▶ [EXERCISE TASKS]:
[A] Answer these questions from the cat care text, one answer per line:
(i) Over about how many days should a switch to a new food take place?
(ii) Where should the water bowl be placed in relation to the food bowl?
(iii) For what three purposes do cats scratch?
[B] Rewrite the cat care text from "- Do not use" to "a veterinarian first.", putting "vet" in place of "veterinarian".

┌─ SOURCE EXTRACT

If you buy only one box at first, choose a large one with easy entry. Kittens and older cats need a lower entrance. Adult cats need room.
Keep food stable at first
A new home is already a major change. Do not change the diet on day one unless there is a medical reason.
Start with the cat’s usual food. If you want to switch later, wait until eating and stool are stable. Then transition over about 7 days.
When choosing food, keep it simple:
- Use food labeled as a complete daily diet.
- Match the life stage. Kittens need food made for growth.
- Treats are not meals.
- Do not use raw meat, raw bones, or raw freeze-dried foods as the default. AAHA/AAFP notes that raw or non-sterilized animal-origin foods can carry pathogen risks.[^1]
- If the cat has diarrhea, urinary problems, obesity, or chronic disease, ask a veterinarian first.
The WSAVA nutrition tools also remind owners not to judge food only by the ingredient list. Check nutritional adequacy, life stage, calories, manufacturer information, and quality control.[^6]
Make water easy to find
Many cats prefer water away from food. Put the water bowl a little distance from the food bowl. In a larger home, place more than one water station.
Wash bowls daily. Clean fountains often. A fountain is not a self-cleaning device.
Scratching is normal
Scratching is not bad behavior. Cats scratch to maintain claws, stretch, and leave scent.

└─
┌─ DATA SECTION

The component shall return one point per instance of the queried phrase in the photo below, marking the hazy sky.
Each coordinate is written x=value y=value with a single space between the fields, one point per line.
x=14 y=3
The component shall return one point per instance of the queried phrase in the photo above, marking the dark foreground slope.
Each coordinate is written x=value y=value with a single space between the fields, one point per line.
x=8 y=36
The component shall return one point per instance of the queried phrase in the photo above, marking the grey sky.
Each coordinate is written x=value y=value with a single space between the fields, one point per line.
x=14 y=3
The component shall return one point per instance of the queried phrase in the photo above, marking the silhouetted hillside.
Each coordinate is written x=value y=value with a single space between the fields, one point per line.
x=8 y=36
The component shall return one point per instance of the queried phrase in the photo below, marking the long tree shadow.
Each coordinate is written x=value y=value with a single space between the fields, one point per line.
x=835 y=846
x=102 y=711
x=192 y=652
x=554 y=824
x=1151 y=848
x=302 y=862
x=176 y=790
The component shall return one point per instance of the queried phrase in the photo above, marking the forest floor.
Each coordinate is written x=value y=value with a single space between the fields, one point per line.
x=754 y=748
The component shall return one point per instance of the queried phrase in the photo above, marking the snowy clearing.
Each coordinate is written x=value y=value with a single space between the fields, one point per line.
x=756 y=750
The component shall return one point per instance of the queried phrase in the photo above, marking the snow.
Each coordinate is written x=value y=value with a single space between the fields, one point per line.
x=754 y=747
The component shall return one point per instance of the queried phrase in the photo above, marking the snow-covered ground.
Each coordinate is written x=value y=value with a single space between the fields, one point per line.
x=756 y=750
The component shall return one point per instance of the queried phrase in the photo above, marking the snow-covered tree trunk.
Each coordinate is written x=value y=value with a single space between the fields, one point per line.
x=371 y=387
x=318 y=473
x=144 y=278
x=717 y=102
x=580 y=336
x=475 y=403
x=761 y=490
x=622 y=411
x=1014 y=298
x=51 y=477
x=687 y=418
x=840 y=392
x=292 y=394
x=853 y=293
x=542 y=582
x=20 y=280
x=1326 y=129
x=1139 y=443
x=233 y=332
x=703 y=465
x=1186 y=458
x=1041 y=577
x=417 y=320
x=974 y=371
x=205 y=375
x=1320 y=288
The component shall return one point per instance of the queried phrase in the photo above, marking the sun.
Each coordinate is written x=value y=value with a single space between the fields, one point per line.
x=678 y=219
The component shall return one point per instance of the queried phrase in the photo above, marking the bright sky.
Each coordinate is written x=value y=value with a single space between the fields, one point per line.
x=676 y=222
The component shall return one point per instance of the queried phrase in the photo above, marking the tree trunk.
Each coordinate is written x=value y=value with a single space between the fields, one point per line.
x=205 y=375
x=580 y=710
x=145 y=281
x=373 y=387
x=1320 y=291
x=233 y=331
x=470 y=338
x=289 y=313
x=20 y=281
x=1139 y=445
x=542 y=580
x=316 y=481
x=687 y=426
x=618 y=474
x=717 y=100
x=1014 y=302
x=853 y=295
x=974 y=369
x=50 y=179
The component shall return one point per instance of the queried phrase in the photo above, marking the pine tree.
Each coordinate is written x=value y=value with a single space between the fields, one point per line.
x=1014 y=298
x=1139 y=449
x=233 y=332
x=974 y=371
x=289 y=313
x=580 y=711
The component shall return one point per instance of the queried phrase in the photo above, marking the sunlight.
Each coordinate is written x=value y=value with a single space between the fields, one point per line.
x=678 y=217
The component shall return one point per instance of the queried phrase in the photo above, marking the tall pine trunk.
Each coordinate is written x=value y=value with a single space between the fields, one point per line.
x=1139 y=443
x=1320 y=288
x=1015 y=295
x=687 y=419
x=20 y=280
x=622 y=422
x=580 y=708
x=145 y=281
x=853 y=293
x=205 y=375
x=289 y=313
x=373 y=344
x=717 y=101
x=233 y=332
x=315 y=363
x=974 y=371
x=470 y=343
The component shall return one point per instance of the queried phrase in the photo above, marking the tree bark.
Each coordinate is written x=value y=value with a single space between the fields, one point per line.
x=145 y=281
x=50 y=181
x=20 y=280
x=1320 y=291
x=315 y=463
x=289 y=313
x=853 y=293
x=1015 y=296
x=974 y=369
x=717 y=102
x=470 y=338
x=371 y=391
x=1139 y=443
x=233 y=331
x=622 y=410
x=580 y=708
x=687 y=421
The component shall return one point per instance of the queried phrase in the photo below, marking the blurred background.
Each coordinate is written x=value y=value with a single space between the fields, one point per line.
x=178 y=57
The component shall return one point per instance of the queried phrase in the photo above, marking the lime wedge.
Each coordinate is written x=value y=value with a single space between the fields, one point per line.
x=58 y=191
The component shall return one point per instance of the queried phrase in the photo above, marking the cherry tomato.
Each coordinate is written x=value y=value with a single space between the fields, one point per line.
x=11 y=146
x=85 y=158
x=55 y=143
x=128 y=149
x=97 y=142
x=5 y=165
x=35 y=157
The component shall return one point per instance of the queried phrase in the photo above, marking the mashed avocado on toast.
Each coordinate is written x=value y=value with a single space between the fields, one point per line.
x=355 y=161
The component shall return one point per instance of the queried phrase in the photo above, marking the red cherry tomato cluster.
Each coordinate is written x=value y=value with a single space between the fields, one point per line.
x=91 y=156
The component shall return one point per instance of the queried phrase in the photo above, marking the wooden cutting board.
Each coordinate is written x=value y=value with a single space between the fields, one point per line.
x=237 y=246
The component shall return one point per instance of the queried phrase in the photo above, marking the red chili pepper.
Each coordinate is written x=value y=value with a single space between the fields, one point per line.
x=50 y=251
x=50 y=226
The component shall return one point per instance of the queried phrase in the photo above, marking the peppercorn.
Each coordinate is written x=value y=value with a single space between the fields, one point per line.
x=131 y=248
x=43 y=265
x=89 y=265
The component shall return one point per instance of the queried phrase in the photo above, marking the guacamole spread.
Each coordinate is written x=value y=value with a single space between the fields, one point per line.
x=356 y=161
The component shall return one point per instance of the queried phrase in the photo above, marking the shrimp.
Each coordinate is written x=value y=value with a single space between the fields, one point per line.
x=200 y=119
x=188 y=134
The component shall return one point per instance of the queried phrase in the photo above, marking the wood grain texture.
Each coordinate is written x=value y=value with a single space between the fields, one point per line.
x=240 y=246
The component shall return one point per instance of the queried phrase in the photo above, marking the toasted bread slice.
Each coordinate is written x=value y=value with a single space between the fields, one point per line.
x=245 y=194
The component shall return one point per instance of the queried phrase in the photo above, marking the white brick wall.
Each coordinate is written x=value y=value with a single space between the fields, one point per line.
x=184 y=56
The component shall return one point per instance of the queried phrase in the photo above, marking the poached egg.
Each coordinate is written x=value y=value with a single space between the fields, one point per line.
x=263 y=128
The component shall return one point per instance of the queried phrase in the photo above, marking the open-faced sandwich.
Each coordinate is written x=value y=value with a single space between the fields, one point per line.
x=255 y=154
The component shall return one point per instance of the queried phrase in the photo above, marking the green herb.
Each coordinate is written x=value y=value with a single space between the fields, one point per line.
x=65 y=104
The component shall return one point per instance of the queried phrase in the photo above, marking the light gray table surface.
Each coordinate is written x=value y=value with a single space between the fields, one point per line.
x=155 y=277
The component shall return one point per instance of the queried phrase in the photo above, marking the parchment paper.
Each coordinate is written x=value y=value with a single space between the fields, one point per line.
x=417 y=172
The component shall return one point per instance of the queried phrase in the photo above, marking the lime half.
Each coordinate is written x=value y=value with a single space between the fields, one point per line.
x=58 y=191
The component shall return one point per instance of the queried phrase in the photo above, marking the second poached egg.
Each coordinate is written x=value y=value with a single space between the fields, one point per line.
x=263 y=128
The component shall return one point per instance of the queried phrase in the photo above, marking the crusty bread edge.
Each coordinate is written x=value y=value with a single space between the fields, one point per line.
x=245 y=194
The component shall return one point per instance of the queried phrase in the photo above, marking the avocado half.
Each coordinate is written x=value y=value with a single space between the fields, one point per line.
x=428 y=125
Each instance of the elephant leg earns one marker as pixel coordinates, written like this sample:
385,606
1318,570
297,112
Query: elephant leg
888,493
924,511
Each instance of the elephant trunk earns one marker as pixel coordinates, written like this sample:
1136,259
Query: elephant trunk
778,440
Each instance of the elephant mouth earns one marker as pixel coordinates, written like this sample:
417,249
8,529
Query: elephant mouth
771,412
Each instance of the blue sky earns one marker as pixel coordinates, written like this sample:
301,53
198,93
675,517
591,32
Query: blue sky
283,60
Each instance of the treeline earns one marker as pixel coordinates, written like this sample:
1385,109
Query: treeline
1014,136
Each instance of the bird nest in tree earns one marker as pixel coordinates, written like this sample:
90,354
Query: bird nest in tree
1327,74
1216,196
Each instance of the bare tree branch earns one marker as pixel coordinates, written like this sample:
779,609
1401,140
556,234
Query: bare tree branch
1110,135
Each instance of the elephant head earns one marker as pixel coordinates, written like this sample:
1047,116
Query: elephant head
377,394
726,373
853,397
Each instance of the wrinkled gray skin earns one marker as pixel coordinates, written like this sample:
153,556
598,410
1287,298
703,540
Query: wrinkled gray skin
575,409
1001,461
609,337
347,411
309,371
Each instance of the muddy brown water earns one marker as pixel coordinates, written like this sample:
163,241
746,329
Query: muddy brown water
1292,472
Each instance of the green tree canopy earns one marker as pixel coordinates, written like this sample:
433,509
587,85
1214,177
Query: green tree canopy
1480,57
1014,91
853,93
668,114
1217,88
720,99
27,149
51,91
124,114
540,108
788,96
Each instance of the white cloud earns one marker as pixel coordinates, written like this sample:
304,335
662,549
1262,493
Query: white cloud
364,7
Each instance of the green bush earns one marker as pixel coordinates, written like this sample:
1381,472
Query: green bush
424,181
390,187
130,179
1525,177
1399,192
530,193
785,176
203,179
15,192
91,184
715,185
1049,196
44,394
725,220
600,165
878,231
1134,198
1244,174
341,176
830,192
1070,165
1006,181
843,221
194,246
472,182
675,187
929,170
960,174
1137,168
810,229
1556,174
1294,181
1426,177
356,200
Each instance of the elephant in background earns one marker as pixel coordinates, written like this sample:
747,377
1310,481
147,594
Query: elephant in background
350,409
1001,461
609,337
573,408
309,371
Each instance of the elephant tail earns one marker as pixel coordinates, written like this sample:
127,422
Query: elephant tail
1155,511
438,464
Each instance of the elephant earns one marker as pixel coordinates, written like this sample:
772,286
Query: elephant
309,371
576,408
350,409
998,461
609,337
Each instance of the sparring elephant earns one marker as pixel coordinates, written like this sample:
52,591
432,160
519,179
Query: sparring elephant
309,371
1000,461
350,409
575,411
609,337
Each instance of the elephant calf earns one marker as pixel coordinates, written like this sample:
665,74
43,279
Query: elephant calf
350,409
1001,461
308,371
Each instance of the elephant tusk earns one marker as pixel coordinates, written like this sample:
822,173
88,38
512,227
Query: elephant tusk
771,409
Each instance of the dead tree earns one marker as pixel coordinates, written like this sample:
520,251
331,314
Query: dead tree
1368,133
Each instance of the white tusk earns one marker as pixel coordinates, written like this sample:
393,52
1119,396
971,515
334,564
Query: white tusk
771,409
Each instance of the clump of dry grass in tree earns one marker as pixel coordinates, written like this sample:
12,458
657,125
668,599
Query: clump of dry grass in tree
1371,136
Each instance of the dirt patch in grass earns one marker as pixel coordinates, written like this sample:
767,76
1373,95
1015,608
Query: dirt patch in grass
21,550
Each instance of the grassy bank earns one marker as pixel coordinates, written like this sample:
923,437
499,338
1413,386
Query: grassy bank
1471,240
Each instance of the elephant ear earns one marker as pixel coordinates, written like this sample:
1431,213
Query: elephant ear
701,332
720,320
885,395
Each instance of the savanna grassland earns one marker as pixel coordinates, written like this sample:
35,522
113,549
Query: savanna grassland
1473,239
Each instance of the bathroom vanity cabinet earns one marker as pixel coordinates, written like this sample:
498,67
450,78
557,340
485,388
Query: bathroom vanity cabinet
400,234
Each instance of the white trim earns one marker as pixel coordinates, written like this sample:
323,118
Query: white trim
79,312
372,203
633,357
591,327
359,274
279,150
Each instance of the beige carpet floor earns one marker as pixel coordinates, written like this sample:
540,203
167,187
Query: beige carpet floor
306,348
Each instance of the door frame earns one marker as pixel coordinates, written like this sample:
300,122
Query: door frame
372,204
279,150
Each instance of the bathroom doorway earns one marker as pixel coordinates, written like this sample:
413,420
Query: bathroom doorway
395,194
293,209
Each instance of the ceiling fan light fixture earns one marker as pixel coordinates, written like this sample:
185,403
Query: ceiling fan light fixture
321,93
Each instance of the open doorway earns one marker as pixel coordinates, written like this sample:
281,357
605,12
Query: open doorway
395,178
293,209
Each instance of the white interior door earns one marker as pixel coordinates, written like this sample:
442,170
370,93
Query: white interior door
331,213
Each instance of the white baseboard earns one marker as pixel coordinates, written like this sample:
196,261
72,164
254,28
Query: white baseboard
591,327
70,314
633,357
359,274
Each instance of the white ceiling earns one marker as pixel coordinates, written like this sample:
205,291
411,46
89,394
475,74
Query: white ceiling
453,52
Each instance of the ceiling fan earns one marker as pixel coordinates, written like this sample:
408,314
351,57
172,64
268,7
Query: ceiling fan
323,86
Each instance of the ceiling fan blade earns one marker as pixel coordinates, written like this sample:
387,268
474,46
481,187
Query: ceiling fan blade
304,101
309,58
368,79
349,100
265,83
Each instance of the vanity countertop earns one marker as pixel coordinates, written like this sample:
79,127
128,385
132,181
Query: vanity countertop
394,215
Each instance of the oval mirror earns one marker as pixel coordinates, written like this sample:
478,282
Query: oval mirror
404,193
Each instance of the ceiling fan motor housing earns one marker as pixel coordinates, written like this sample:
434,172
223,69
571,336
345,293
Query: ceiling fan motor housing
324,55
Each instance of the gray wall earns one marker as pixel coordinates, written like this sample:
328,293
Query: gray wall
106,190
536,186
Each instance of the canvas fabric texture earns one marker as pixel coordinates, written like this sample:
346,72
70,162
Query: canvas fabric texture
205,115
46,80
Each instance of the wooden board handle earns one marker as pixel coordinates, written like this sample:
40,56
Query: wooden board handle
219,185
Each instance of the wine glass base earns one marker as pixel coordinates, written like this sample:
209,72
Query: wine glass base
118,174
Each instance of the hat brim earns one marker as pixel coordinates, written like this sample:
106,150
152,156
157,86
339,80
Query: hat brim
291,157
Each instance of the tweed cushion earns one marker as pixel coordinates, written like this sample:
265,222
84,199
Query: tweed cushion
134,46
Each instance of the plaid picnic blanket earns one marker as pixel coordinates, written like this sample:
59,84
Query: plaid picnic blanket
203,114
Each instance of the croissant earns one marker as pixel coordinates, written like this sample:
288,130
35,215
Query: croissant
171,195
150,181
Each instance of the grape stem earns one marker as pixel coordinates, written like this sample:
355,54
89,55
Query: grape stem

└─

▶ [EXERCISE RESULTS]:
[A]
(i) About 7 days.
(ii) A little distance from the food bowl.
(iii) To maintain claws, to stretch, and to leave scent.

[B]
- Do not use raw meat, raw bones, or raw freeze-dried foods as the default. AAHA/AAFP notes that raw or non-sterilized animal-origin foods can carry pathogen risks.[^1]
- If the cat has diarrhea, urinary problems, obesity, or chronic disease, ask a vet first.